*YOUR GOAL*: Copy the rows below word for word. Begin at the line that contains "wood in the picture above?", and stop after the last line of the rows.
* start SOURCE DATA *
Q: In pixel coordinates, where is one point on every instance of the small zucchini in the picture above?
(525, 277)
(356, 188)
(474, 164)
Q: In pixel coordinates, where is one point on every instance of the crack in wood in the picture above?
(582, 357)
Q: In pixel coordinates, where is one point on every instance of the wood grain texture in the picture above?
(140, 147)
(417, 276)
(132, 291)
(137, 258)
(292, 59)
* end SOURCE DATA *
*REPLY*:
Q: In pixel coordinates, where is one point on every instance of the crack in wood in the picture above?
(582, 357)
Q: In pixel coordinates, where is one point on every instance of the wood grain texture in the picture above?
(140, 147)
(417, 276)
(132, 291)
(137, 258)
(292, 59)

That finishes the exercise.